EXTRACTED TEXT —
# Autonomous Reduction and Analysis of 2D Diffraction and Scattering Data

**Authors:** Anna H Merritt, Wenqian Xu, Olaf Borkiewicz, Miaoqi Chu, Nicholas Schwarz, Brian Toby, James Weng

PMC · DOI: 10.1063/4.0000939 · 2025-10-27

## TL;DR

This paper introduces an autonomous pipeline for analyzing 2D diffraction data, preserving spatial information while providing real-time feedback to users.

## Contribution

A novel pipeline that retains 2D data features and provides real-time analysis with a user interface for live decision-making.

## Key findings

- The pipeline classifies outlier pixel clusters into spots and texture arcs for better peak identification.
- Real-time UI displays integration results, outlier masks, and image statistics for immediate user feedback.
- Cosine similarity between images helps track changes in diffraction patterns dynamically.

## Abstract

Current data reduction methods for synchrotron powder diffraction and total scattering experiments involve multiple steps of calibration, masking, and integration of up to thousands of 2D images. The established method of 1D integration helps make this flow of information more human- readable at the cost of azimuthal information such as preferred orientation or the location and number of single crystal diffraction spots. Direct inspection of each 2D image for such information becomes nigh impossible with the amount of data produced per experiment.

ENTRIES —
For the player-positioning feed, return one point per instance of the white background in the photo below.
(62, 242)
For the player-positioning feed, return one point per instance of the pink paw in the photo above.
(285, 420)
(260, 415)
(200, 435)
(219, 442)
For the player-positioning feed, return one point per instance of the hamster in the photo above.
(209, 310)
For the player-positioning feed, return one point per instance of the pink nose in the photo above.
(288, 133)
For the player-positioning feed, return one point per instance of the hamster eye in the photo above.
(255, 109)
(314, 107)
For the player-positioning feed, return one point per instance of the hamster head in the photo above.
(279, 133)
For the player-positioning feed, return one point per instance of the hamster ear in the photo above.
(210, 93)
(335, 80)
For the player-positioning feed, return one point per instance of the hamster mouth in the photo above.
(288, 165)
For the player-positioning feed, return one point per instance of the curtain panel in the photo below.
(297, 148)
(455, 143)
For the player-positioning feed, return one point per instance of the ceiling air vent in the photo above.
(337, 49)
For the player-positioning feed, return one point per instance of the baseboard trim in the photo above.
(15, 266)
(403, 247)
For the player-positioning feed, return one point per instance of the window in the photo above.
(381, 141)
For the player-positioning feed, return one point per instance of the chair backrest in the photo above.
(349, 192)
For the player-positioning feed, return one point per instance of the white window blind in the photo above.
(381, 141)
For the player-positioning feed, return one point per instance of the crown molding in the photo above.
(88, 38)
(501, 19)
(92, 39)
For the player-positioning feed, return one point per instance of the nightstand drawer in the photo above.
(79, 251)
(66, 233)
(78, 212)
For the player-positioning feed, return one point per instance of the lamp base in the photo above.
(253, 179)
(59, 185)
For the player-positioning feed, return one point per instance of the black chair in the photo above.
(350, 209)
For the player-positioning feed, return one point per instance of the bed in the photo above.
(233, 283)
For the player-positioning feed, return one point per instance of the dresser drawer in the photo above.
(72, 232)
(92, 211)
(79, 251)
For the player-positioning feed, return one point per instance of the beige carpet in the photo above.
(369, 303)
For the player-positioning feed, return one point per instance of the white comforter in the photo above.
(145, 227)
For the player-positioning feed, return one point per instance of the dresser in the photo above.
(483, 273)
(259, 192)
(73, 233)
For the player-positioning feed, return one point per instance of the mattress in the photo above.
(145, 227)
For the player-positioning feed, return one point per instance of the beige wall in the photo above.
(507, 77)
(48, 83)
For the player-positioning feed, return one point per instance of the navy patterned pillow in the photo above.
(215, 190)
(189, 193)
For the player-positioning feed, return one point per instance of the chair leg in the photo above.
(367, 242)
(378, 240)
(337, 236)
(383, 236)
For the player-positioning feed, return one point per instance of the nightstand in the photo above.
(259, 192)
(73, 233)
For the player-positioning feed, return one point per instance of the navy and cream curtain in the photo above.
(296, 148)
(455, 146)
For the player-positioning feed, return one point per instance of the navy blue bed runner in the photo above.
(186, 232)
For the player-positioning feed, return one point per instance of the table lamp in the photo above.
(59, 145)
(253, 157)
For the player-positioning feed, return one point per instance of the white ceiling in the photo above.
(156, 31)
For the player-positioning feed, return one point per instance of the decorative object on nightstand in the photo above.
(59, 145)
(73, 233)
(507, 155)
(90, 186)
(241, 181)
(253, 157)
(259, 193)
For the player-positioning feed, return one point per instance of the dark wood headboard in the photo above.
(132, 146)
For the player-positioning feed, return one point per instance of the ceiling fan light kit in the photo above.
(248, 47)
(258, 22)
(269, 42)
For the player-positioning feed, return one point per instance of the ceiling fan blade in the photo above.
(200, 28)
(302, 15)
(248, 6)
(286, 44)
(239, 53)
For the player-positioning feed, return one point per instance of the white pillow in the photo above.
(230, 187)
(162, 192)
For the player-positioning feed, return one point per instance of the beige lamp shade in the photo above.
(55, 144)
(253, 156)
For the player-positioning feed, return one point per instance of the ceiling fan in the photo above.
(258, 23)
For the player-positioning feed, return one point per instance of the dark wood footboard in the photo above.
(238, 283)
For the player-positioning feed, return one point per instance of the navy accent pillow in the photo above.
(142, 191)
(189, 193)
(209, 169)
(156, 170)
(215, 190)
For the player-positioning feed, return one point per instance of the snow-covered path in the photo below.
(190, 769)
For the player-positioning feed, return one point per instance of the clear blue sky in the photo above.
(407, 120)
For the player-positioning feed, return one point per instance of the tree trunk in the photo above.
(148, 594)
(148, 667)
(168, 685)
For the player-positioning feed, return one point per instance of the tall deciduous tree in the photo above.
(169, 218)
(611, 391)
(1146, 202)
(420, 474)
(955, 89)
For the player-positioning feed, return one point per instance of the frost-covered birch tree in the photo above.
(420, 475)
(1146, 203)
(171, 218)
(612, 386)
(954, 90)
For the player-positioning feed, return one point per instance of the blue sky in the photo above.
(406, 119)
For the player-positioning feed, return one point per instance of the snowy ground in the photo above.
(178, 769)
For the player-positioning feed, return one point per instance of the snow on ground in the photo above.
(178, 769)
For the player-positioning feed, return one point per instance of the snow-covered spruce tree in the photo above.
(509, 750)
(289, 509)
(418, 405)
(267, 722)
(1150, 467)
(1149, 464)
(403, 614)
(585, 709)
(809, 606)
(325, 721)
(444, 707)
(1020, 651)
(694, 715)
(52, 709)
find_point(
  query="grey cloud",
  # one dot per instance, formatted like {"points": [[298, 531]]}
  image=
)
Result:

WHAT TO WORK ON —
a – Retype the passage of the diffraction-data summary between "PMC · DOI: 10.1063/4.0000939" and "for live decision-making.", inclusive.
b – Name each step that, according to the diffraction-data summary, current data reduction methods for synchrotron powder diffraction and total scattering experiments involve.

RESULTS FOR THE EXERCISE —
a –
PMC · DOI: 10.1063/4.0000939 · 2025-10-27

## TL;DR

This paper introduces an autonomous pipeline for analyzing 2D diffraction data, preserving spatial information while providing real-time feedback to users.

## Contribution

A novel pipeline that retains 2D data features and provides real-time analysis with a user interface for live decision-making.

b – Calibration, masking, and integration.